> [EXERCISE REQUIREMENTS]: Copy all the material that follows, keeping every character the same.

> [STORED ROWS]:
※ ※ ※
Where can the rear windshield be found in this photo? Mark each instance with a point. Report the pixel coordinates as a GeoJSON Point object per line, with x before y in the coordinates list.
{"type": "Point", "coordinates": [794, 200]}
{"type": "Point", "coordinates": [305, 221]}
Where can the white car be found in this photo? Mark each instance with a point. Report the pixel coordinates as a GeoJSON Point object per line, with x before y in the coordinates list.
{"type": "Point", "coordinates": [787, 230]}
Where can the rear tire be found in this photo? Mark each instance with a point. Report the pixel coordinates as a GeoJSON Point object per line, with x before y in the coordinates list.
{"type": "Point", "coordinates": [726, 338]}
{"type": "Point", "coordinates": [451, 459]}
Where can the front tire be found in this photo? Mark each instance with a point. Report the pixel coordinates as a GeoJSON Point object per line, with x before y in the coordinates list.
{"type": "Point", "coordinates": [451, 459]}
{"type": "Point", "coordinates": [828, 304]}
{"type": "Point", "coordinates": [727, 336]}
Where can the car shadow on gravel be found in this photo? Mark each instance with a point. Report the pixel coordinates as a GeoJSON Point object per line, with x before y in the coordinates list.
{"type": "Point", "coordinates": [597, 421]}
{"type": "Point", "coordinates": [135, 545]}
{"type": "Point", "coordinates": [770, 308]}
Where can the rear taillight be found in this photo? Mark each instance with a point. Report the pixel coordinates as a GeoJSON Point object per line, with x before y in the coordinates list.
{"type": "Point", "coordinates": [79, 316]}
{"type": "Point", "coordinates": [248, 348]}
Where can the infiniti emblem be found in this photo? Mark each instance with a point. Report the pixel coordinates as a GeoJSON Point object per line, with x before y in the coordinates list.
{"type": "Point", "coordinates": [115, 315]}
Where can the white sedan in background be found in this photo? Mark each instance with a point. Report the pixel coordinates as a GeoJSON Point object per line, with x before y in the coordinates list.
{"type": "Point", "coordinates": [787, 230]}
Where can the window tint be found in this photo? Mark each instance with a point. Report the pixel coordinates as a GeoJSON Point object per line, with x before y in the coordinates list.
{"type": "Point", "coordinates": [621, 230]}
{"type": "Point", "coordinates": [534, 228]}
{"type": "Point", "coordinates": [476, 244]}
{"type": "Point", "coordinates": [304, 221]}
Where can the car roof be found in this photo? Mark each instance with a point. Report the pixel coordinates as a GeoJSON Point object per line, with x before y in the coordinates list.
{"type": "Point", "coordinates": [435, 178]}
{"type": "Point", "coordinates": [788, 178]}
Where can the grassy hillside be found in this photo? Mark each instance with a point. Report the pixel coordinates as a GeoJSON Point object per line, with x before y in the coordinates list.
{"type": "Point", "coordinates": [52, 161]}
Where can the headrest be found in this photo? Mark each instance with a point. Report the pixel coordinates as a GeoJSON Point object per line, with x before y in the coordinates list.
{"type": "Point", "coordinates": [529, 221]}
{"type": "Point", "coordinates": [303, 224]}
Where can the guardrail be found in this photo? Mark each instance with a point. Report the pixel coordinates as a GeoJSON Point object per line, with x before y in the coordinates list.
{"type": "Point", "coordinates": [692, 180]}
※ ※ ※
> [EXPECTED ANSWER]:
Where can the rear windshield be found in this photo? Mark each instance with a point. Report the pixel coordinates as a GeoJSON Point object per line, with x before y in the coordinates list.
{"type": "Point", "coordinates": [794, 200]}
{"type": "Point", "coordinates": [305, 221]}
Where can the white car be found in this photo? Mark each instance with a point. Report the pixel coordinates as a GeoJSON Point object per line, with x before y in the coordinates list.
{"type": "Point", "coordinates": [787, 230]}
Where can the rear tire be found in this photo? Mark each instance with a point. Report the pixel coordinates as a GeoJSON Point object per line, with x before y in the coordinates list.
{"type": "Point", "coordinates": [726, 338]}
{"type": "Point", "coordinates": [451, 459]}
Where can the front tire be found in this photo? Mark each instance with a point. Report the pixel coordinates as a GeoJSON Point object per line, with x before y in the coordinates list.
{"type": "Point", "coordinates": [451, 459]}
{"type": "Point", "coordinates": [828, 304]}
{"type": "Point", "coordinates": [727, 336]}
Where can the car shadow on gravel be found in this photo? Mark each instance with a point. Report the pixel coordinates as a GeoJSON Point object per line, with x before y in the coordinates list.
{"type": "Point", "coordinates": [597, 421]}
{"type": "Point", "coordinates": [135, 545]}
{"type": "Point", "coordinates": [770, 308]}
Where can the rear taillight be found in this photo? Mark each instance with a point. Report the pixel coordinates as a GeoJSON Point object per line, with x before y in the coordinates list.
{"type": "Point", "coordinates": [79, 316]}
{"type": "Point", "coordinates": [248, 348]}
Where can the infiniti emblem be found in this photo? Mark each instance with a point. Report the pixel coordinates as a GeoJSON Point object per line, with x before y in the coordinates list.
{"type": "Point", "coordinates": [115, 315]}
Where can the white sedan in background be found in this photo? Mark each instance with a point. Report the pixel coordinates as a GeoJSON Point object per line, with x before y in the coordinates list.
{"type": "Point", "coordinates": [787, 230]}
Where can the window tint be found in this photo? Mark each instance with a point. Report the pixel coordinates as a GeoJSON Point object per line, with x before y in the coordinates list.
{"type": "Point", "coordinates": [621, 230]}
{"type": "Point", "coordinates": [534, 228]}
{"type": "Point", "coordinates": [476, 244]}
{"type": "Point", "coordinates": [304, 221]}
Where can the car roof be found in this photo? Mark each instance with a point. Report the pixel coordinates as a GeoJSON Point object per line, with x before y in the coordinates list.
{"type": "Point", "coordinates": [435, 178]}
{"type": "Point", "coordinates": [788, 178]}
Where can the grassy hillside be found in this photo? Mark each instance with a point. Report the pixel coordinates as a GeoJSON Point object per line, with x before y in the coordinates list.
{"type": "Point", "coordinates": [52, 161]}
Where can the headrest be found in this photo? Mark each instance with a point. Report the pixel coordinates as a GeoJSON Point object per line, with x before y in the coordinates list.
{"type": "Point", "coordinates": [529, 221]}
{"type": "Point", "coordinates": [303, 224]}
Where can the guardrail be found in this photo? Mark each instance with a point. Report the pixel coordinates as a GeoJSON Point object per line, with x before y in the coordinates list.
{"type": "Point", "coordinates": [692, 180]}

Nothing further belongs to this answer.